== Segment start ==

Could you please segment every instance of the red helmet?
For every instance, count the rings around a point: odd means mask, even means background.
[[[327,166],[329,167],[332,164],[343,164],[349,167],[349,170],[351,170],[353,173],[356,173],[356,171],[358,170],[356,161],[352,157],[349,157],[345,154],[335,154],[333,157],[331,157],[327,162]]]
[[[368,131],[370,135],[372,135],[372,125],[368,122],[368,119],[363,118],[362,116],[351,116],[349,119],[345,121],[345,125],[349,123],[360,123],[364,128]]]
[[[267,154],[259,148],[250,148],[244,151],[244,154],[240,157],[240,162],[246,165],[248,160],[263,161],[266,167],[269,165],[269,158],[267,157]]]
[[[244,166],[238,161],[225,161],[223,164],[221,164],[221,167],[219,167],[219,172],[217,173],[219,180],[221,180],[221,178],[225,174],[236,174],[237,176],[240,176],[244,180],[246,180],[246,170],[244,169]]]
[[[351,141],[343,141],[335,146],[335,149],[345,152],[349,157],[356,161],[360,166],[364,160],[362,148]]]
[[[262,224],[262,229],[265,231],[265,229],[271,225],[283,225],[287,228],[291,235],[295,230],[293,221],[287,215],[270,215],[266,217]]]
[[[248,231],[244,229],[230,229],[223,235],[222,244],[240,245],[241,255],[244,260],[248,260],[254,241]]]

== Segment end ==

WHAT NEEDS TO BE DONE: Exactly how many lines in the listing above hold the string "instance"? State the number by itself.

RESULT: 2